_WHAT IS REQUIRED_.
Copy out exactly the stretch of the listing below that begins at the line containing "Where can the white" and ends at the line containing "column 324, row 182", and copy nothing outside it.

[Opening EXERCISE INPUT section]

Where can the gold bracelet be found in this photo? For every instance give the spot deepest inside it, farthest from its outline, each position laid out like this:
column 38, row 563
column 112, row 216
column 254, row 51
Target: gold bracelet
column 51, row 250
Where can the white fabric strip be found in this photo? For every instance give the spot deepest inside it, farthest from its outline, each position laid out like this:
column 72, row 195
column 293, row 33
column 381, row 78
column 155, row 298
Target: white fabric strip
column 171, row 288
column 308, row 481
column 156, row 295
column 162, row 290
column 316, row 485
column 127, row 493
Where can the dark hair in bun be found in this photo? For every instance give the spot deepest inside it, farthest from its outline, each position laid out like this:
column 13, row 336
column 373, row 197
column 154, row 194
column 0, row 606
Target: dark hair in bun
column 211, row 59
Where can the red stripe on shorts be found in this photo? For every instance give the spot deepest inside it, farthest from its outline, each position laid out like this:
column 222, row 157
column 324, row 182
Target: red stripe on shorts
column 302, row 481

[Closing EXERCISE INPUT section]
[Opening EXERCISE INPUT section]

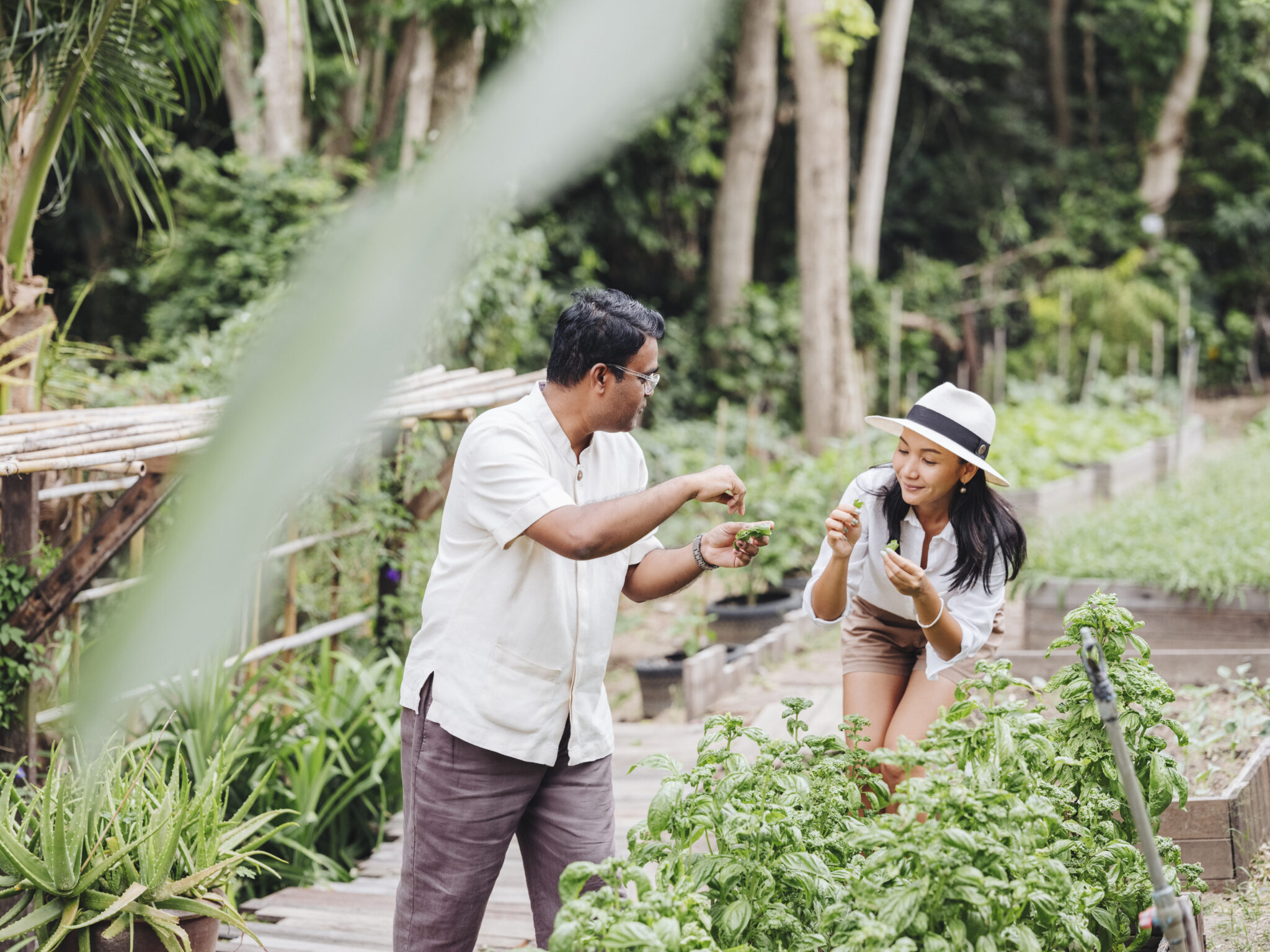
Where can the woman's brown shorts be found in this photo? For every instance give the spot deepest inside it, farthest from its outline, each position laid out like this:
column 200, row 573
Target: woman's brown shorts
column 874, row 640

[Closing EXERCISE INPUT section]

_RESPONSE AREA_.
Where can the white fabric strip be found in this photo? For every instance give the spot deepest inside it, farthest from its outline, each position laid out like this:
column 72, row 195
column 293, row 33
column 381, row 78
column 155, row 298
Target: white fabric strip
column 171, row 288
column 308, row 481
column 156, row 295
column 162, row 290
column 316, row 485
column 127, row 493
Where can the dark hair in bun be found in this photo? For every instance give the spot deepest inside it, farthest from its outline, each position laid out like this:
column 13, row 336
column 373, row 197
column 154, row 194
column 0, row 606
Target: dark hair in bun
column 211, row 59
Where can the red stripe on shorts be found in this photo? For every instance give the spot deepest inside it, farthest from its outline, each position laid out like this:
column 222, row 157
column 324, row 182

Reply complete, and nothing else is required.